▶ [Texte fourni]
——————
L’ âge d’or: Le sac nouvel accessoire de mode

Le sac à main en cuir pour « Dame » (cf. figure 3) reste un objet qualifié de « fantaisie » jusque dans les années 30. Les modèles sont le plus souvent en cuir avec des finitions naturelles et de couleurs sobres comme le noir ou le fauve. Seule une poignée de marques se distinguent par leur créativité avec leurs collections de sacs colorés et un design plus soigné. Toutefois, les innovations d’Emile Hermès avec la fermeture éclair (cf. figure 4) et la toile enduite monogrammé de Louis Vuitton, déposée en 1905, entretiennent l’intérêt pour les sacs de voyage tels que les sacoches. Il faut attendre la fin de la Seconde Guerre mondiale pour voir le marché du sac en cuir pour femme émerger et devenir un accessoire de mode incontournable.

Le marché intérieur (France) représentait en 1929, 40 millions de francs et avant la Seconde Guerre mondiale, le marché était descendu à 4 millions de francs en 1937.

Avec le boom économique qui suit l’après-guerre et l’apparition du marketing, les sacs à main deviennent des indispensables de la garde-robe féminine. En 1956, la princesse de Monaco rend célèbre le sac Kelly, créé en 1930.

Chanel sort le sac 2.55 en trois versions :

  • Une version en agneau pour le quotidien,
  • Une version plus chic pour le soir en satin de soie,
  • Une version en Jersey.

Gucci rencontre le succès avec le sac Bamboo (cf. figure 5), créé en 1947. L’actrice Vanessa Redgrave a fait la Une de la presse en portant le Bamboo dans le film Blow up en 1966. Les sacs intemporels voient le jour.

La fabrication de maroquinerie artisanale française heures sombres

Le métier de maroquinier évolue en concomitance avec les innovations textiles et la demande du marché de la mode. Les techniques de tannage se transforment, les modèles offrent un large choix de couleurs vives. C’est à cette même période que les gammes de produits commencent à se segmenter. Chaque atelier de maroquinerie à Paris s’efforce d’apporter des touches d’originalité et de fantaisie à ses créations.
——————
(Données de détection d'objets)
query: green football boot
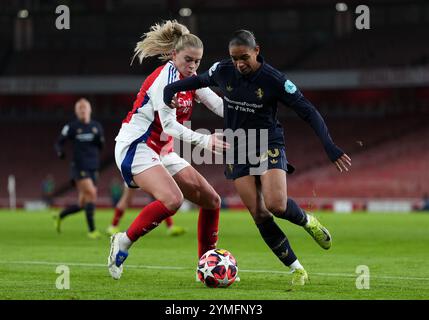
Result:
[304,214,332,250]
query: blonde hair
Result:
[131,20,203,64]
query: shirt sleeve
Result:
[95,123,106,149]
[278,77,344,161]
[195,88,223,118]
[158,105,210,148]
[164,62,219,105]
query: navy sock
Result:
[60,204,82,219]
[256,217,297,266]
[85,202,95,232]
[277,198,307,227]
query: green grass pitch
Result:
[0,210,429,300]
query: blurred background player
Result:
[106,186,186,236]
[55,98,104,239]
[164,30,351,285]
[108,21,228,279]
[42,174,55,207]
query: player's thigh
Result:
[173,166,220,209]
[234,176,271,223]
[133,164,183,210]
[261,169,287,214]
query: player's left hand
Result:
[334,153,352,172]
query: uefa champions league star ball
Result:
[197,249,238,288]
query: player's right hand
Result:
[168,95,180,109]
[207,133,230,154]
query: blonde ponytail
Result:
[131,20,203,63]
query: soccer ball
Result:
[197,249,238,288]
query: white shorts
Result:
[115,141,190,188]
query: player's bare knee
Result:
[85,188,97,202]
[208,193,221,209]
[266,200,287,216]
[252,211,271,224]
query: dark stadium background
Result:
[0,0,429,215]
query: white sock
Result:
[118,232,133,252]
[289,259,304,271]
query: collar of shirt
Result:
[234,54,265,82]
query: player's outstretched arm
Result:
[196,88,223,118]
[334,153,352,172]
[54,124,70,159]
[164,75,210,106]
——————
▶ [Consignes de l'exercice]
1: Pouvez-vous réécrire le texte sur l'histoire du sac à main de « Chanel sort le » à « version en Jersey. », en changeant « satin de soie » en « velours de soie » ?
2: D'après le texte sur l'histoire du sac à main, les affirmations suivantes sont-elles exactes ? Répondez par oui ou par non pour chacune, en citant les mots décisifs du texte.
(a) Le sac Kelly a été créé en 1956.
(b) La toile enduite de Louis Vuitton a été déposée en 1905.
(c) Le sac Bamboo de Gucci a été créé en 1947.
3: Pouvez-vous poursuivre le texte sur l'histoire du sac à main après sa dernière phrase ?

▶ [Réponses successives]
1:
Chanel sort le sac 2.55 en trois versions :

  • Une version en agneau pour le quotidien,
  • Une version plus chic pour le soir en velours de soie,
  • Une version en Jersey.

2:
(a) Non : « En 1956, la princesse de Monaco rend célèbre le sac Kelly, créé en 1930. »
(b) Oui : « la toile enduite monogrammé de Louis Vuitton, déposée en 1905 »
(c) Oui : « Gucci rencontre le succès avec le sac Bamboo (cf. figure 5), créé en 1947. »

3:
Dans les années 70 apparaît la mode du sportswear. L’industrie s’affranchit du tout cuir et propose des sacs avec de nouvelles matières, comme le PVC. Toutefois, le succès commercial des sacs en synthétique arrive plus tard. L’essor de l’éco-cuir comme le cuir végétal marque également cette époque.

En 1985, Prada lance son It-bag en nylon noir.

Longchamp emboîte le pas et lance en 1993 son sac en nylon Pliage. Les années 90 et 2000 marquent l’essor du Made in China. Cette période de grande consommation remet les accessoires, les portefeuilles et porte-monnaie au goût du jour. Les gammes de produits s’étoffent, offrant toujours plus de choix aux clients.

Beaucoup de fabricants historiques français ferment entre la fin des années 80 et le début des années 2000. Pour offrir une gamme de produit plus abordables, des maisons comme Lamarthe ou Texier décident de délocaliser leur fabrication en Asie. Cette tendance se retrouve dans d’autres industries en France.

En parallèle, les maisons de mode rivalisent de créativité dans leurs collections de sacs. Le 2.55 de chez Chanel, est revisité par Karl Lagarfeld qui a repris la direction artistique en 1983. Le fermoir se transforme en deux “C” entrelacés. Il faut savoir que depuis la création de la marque, plus de 3000 modèles ont été déclinés en matières, couleurs ou encore en tailles différentes (mini sac, large ou medium).

À la fin du XXe siècle, les fabricants de maroquinerie artisanale italiens se sont adaptés aux idées créatives des directeurs artistiques des maisons de Luxe. La plupart des “innovations” proviennent de Toscane : sac cabas en cuir, sac besace, sac cartable, sac à dos, sac fourre-tout, petit sac bandoulière, pochette, sac bowling… L’utilisation de matières alternatives au cuir se diversifie. On crée de nouvelles formes de montage. Les ateliers italiens sont les premiers à bénéficier de ce développement de techniques, bien que l’impulsion créative vienne des maisons de Luxe spécialisées dans la maroquinerie à Paris.

Les Leaders du Luxe relancent l’industrie maroquinerie en France

La crise des « subprimes » a à peine ébranlé le secteur du Luxe. La qualité des produits, le savoir-faire, et l’image du chic à la française, renforcent la légitimité de ce secteur. Chaque fabricant de maroquinerie français fait de son mieux pour redorer l’image de l’artisanat à la française.

Fortes de leur développement retail à l’international, les marques de Luxe ont entrepris une réorganisation de leurs chaînes de production dès 2010. Leurs objectifs étaient de maîtriser toutes les étapes de leur supply chain en interne et de se « réapproprier » le savoir-faire français.   La production continue à être sous-traitée auprès de fabricants historiques français.

En parallèle, on a pu voir Hermès, puis Louis Vuitton, ouvrir leurs propres unités de fabrication aux quatre coins de la France. Les marques lancent leurs propres centres de formation pour transmettre et perpétuer les techniques du métier de maroquinier. La France redécouvre un savoir-faire. Le point sellier est aujourd’hui aussi célèbre que son sac Kelly.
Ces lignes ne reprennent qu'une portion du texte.